◆ Short problem: Revise the records starting at the line that contains "Annotation guideline: for every instance of the man" and stopping after the line that contains "<point>156,207</point>", putting "central point" wherever "innermost point" appears and changing nothing else.

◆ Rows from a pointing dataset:
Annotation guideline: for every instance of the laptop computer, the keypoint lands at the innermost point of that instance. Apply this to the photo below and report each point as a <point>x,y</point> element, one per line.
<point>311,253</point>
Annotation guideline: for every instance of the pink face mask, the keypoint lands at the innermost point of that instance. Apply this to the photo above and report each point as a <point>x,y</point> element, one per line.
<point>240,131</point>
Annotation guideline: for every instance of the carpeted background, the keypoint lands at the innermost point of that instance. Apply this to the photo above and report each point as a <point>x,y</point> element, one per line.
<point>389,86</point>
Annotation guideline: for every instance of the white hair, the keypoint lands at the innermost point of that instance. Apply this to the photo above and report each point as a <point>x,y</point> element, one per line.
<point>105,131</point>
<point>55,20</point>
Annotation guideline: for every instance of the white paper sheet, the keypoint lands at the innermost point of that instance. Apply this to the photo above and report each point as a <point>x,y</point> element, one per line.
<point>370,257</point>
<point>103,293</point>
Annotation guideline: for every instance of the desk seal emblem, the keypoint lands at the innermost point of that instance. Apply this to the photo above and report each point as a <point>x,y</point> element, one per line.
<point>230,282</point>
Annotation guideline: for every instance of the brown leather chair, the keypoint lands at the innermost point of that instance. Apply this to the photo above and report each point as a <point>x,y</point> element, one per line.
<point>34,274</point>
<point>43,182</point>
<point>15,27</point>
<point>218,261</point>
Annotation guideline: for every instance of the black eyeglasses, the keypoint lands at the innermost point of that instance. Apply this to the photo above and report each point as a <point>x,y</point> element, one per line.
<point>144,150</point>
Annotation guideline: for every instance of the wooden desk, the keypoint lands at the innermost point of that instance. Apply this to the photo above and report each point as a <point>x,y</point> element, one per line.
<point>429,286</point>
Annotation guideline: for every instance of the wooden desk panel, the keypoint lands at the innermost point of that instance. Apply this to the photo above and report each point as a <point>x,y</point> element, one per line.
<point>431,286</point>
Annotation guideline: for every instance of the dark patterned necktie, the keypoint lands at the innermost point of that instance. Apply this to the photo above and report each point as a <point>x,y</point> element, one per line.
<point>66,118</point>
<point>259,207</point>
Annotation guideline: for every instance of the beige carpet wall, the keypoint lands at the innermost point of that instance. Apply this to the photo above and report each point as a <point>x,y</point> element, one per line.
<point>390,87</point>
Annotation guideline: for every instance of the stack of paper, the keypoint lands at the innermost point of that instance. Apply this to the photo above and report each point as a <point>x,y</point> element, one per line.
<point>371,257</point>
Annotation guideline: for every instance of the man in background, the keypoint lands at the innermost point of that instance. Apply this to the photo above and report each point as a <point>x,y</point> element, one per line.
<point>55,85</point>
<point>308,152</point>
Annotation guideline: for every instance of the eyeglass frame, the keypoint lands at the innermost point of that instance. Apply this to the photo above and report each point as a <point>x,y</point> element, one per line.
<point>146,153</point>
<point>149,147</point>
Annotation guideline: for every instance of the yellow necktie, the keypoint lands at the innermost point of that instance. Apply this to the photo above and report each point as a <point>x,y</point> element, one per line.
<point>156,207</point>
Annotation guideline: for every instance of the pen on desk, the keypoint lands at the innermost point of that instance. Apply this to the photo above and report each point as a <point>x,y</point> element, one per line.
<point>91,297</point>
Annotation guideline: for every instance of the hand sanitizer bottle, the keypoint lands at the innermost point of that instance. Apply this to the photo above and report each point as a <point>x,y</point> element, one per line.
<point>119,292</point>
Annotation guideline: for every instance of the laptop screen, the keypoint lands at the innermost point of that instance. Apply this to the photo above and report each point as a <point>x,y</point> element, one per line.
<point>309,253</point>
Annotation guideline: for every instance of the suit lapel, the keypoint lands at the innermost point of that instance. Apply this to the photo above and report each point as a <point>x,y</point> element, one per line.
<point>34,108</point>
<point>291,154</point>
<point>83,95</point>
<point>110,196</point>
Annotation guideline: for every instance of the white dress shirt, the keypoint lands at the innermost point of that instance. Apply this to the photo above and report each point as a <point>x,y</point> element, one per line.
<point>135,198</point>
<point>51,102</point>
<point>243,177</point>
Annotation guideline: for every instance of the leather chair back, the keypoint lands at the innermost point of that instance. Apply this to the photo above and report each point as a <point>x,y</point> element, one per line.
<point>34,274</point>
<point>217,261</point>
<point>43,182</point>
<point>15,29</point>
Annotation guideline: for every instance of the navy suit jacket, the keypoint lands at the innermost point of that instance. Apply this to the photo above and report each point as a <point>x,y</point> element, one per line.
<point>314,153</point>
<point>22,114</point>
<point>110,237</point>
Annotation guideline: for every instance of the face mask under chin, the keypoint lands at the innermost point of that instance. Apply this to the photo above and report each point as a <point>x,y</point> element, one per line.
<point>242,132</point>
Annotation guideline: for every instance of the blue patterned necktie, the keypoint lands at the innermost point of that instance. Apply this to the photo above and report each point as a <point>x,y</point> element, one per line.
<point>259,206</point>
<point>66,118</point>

◆ Reply:
Annotation guideline: for every instance of the man in background, the keypoint lands at the central point of that instance. Apply this to the photo above and report each point as a <point>x,y</point> element, one per line.
<point>55,85</point>
<point>308,152</point>
Annotation guideline: for every instance of the eyeglass frame, the keypoint lands at the central point of that instance. Apply this to the photo above and report each point as a <point>x,y</point> element, one per line.
<point>146,153</point>
<point>149,147</point>
Annotation guideline: for every instance of the yellow necktie, the keypoint lands at the central point of that instance. Apply this to the photo above and report each point as a <point>x,y</point> element, one per line.
<point>156,207</point>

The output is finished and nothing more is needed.